#### WHAT IS REQUIRED
Each entry that follows should be given again word for word; please leave out its pictures.

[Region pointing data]
_____
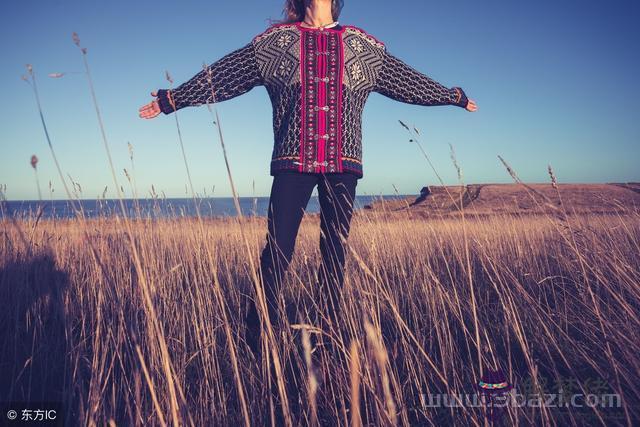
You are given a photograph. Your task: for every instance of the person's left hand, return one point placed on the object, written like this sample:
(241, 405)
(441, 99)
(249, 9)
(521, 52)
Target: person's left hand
(151, 109)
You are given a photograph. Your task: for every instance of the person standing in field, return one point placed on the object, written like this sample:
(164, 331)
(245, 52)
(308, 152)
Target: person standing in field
(318, 74)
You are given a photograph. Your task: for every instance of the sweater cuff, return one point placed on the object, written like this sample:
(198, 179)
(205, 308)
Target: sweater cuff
(164, 101)
(461, 97)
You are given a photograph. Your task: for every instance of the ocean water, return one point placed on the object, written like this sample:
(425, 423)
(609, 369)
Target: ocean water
(157, 208)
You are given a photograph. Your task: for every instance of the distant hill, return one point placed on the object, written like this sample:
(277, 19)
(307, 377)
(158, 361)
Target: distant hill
(489, 199)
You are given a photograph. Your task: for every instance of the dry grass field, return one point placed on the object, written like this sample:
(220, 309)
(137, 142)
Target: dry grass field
(154, 336)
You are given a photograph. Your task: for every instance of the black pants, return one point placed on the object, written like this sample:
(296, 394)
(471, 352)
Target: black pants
(290, 193)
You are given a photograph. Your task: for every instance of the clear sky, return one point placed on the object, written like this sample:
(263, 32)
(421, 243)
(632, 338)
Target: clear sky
(555, 82)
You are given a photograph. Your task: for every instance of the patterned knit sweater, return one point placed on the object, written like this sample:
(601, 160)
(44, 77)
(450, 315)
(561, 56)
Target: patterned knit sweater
(318, 81)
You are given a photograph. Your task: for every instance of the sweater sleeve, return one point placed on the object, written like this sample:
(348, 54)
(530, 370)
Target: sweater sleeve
(401, 82)
(232, 75)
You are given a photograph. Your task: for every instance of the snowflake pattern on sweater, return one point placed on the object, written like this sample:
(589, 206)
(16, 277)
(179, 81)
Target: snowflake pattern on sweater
(318, 82)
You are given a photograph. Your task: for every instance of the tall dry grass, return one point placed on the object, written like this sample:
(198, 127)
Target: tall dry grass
(136, 322)
(550, 307)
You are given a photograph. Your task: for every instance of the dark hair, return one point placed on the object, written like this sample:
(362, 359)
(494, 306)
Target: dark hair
(295, 10)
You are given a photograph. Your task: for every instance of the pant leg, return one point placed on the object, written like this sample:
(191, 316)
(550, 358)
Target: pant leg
(336, 194)
(290, 193)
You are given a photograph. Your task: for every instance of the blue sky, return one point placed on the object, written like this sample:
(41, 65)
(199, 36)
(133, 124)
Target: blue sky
(555, 82)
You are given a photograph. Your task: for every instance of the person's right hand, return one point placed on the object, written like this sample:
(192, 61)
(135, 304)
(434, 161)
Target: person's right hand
(151, 109)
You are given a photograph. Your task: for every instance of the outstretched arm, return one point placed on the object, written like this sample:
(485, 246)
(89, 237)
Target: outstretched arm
(401, 82)
(234, 74)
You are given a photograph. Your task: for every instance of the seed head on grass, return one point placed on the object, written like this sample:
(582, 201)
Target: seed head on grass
(554, 182)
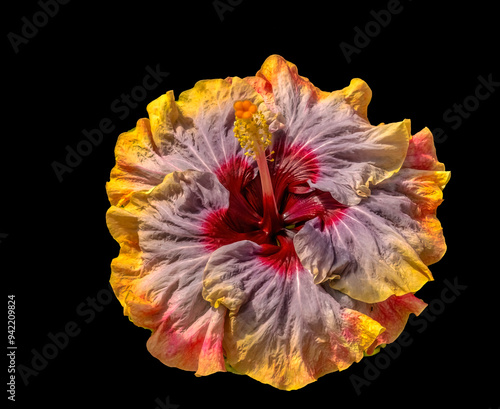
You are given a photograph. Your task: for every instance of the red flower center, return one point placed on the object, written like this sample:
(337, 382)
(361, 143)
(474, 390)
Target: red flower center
(250, 216)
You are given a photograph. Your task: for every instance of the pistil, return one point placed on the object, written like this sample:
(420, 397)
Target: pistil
(251, 129)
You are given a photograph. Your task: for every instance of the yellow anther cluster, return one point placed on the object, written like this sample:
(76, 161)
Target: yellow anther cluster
(251, 129)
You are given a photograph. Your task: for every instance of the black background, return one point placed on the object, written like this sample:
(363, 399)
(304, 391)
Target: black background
(56, 249)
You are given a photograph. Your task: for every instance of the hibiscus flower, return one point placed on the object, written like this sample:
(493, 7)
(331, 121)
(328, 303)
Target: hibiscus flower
(268, 229)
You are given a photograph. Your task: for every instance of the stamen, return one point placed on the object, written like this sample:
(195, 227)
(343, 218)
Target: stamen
(252, 131)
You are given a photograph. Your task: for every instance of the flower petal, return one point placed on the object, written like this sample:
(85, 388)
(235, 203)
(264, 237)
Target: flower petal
(381, 246)
(283, 329)
(158, 274)
(362, 251)
(392, 313)
(332, 130)
(194, 133)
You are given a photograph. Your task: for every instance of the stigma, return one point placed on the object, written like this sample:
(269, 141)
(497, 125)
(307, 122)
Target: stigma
(251, 129)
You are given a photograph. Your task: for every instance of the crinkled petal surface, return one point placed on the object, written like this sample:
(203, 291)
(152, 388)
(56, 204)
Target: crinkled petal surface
(158, 275)
(283, 329)
(195, 132)
(331, 129)
(382, 246)
(333, 273)
(392, 313)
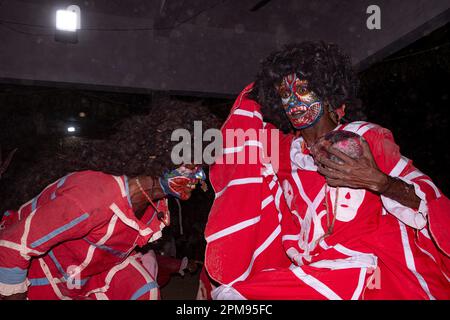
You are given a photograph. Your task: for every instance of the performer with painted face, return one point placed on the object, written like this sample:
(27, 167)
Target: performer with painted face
_____
#### WRITTEN RESPONSE
You are given a photograph. Your task: for every instance of the person's left hand, return one point placed on the object, written like this sample:
(241, 405)
(441, 99)
(249, 9)
(521, 52)
Target: person's left hand
(151, 109)
You are given a photograph. Your task: for every instance of the person standing in field, return one point placed on the object, written like this sample:
(164, 331)
(245, 52)
(308, 152)
Target: person standing in field
(318, 74)
You are given a photograph. Your task: for every instance of the sweater cuff, return one point placed on the object, written like this sample:
(198, 179)
(205, 308)
Target: sweater cuff
(164, 101)
(461, 97)
You are given a photograph. Your task: for every instance of the ocean water, return one point placed on the object, written like this sample:
(425, 423)
(609, 369)
Target: ocean water
(157, 208)
You are given a photograph. Your task: for every instance of the distant hill, return one point placed on the object, written like this sample:
(277, 19)
(307, 377)
(158, 361)
Target: distant hill
(489, 199)
You are given a photograph. Your task: for every instance of the dry grass field, return one point placed on the object, written like this sample:
(220, 309)
(137, 142)
Target: dry grass field
(154, 336)
You are given a photograph. Your task: for every instance of the black pants, return one point placed on the object, written like this sample:
(296, 394)
(471, 352)
Target: black pants
(290, 193)
You are given a photograph. Your task: for every instance of the clear sky, return one point placed on the object, written like this sample:
(263, 32)
(421, 243)
(632, 338)
Target: clear sky
(555, 82)
You are given a photograph. Your task: for every instance of the patterned knit sweater, return one point placed on the object, written like this sample:
(601, 160)
(44, 77)
(450, 315)
(561, 56)
Target: patterned knit sweater
(318, 81)
You are given a photograph. Your task: for every instance of the sweater sleeve, return one point placed on the object, written like this sample:
(348, 54)
(530, 370)
Target: sweater sleeve
(401, 82)
(232, 75)
You are given a photograph. Your task: for every instance of the snowflake pattern on sweater, return one point placed on the object, written like this sample:
(589, 206)
(16, 277)
(179, 81)
Target: snowflake pattern on sweater
(318, 82)
You are given a photograph. Your task: for every instance of the tall dry grass, return one point placed on the object, written like this sample:
(198, 127)
Target: tall dry grass
(136, 322)
(550, 307)
You are given a photograph. Your task: for every instance of the dark hair, return one point placed on the object, written like this sample:
(362, 359)
(494, 306)
Target: dark hair
(295, 10)
You are given a photograph. Your task: for every instance of the pant leg, return one point placed on the object, written like this sample:
(191, 316)
(550, 358)
Target: pant leg
(336, 194)
(290, 193)
You are given a photograph. Your task: for every instance of the blue sky, return one point placed on the object, written like this sample:
(41, 65)
(199, 36)
(133, 124)
Target: blue sky
(555, 82)
You are given a photograph. Your task: for every instance of the person's right hand, return one point placed on the object, written like this sample:
(192, 61)
(135, 304)
(434, 161)
Target: person's right hand
(151, 109)
You are given a photograph. Your task: for every instance of the outstretched arm, return one point placed on the object, written like this sample:
(485, 246)
(89, 237)
Target: outstretched arm
(401, 82)
(234, 74)
You are given a photograph. Your task: for every instance of the seed head on grass, return one point placed on the object, written like this sample:
(582, 201)
Target: seed head on grass
(554, 182)
You are given a photograph. Your task: for every instance of the red flower center, return one point placed on the object, written like this sample:
(337, 382)
(361, 143)
(474, 390)
Target: red flower center
(250, 216)
You are given a photograph. Your task: for every instance of the pistil, return one point placed on the object, written like this sample:
(420, 397)
Target: pistil
(251, 129)
You are given a photograph. Your task: for every instance of the yellow anther cluster, return one point placed on the object, written like this sample:
(76, 161)
Target: yellow anther cluster
(251, 129)
You are given a photograph. Your task: for every instance of the black background, return one point placed on the object, written like this sample:
(363, 399)
(304, 391)
Target: black background
(56, 249)
You are given a photograph. Your task: for every instance of the hibiscus flower, return one point placed on the object, written like this sample:
(493, 7)
(331, 121)
(328, 303)
Target: hibiscus flower
(268, 229)
You are given a photograph. Your task: for every instance of the stamen, return one point placed on the object, written like this sample:
(195, 227)
(343, 218)
Target: stamen
(252, 131)
You are given a photograph. Your task: for every instance of the flower petal, return one point placed on the object, written like this sample:
(85, 388)
(235, 203)
(264, 237)
Target: flower petal
(381, 246)
(283, 329)
(158, 274)
(362, 251)
(392, 313)
(332, 130)
(194, 133)
You are given a photograph. Your task: for every instance of the stigma, return one point placed on the object, written like this sample:
(269, 141)
(497, 125)
(307, 122)
Target: stigma
(251, 129)
You are given a photograph. Your task: for every instance of the crinkled petal surface, return one point placed on the object, written like this sample:
(203, 291)
(152, 388)
(56, 204)
Target: crinkled petal surface
(158, 275)
(283, 329)
(195, 132)
(331, 129)
(382, 246)
(333, 273)
(392, 313)
You are given a photograph. Your task: for every instance of the performer with painted face, return one point placed on the object, written like this sample:
(27, 167)
Target: performer with painted face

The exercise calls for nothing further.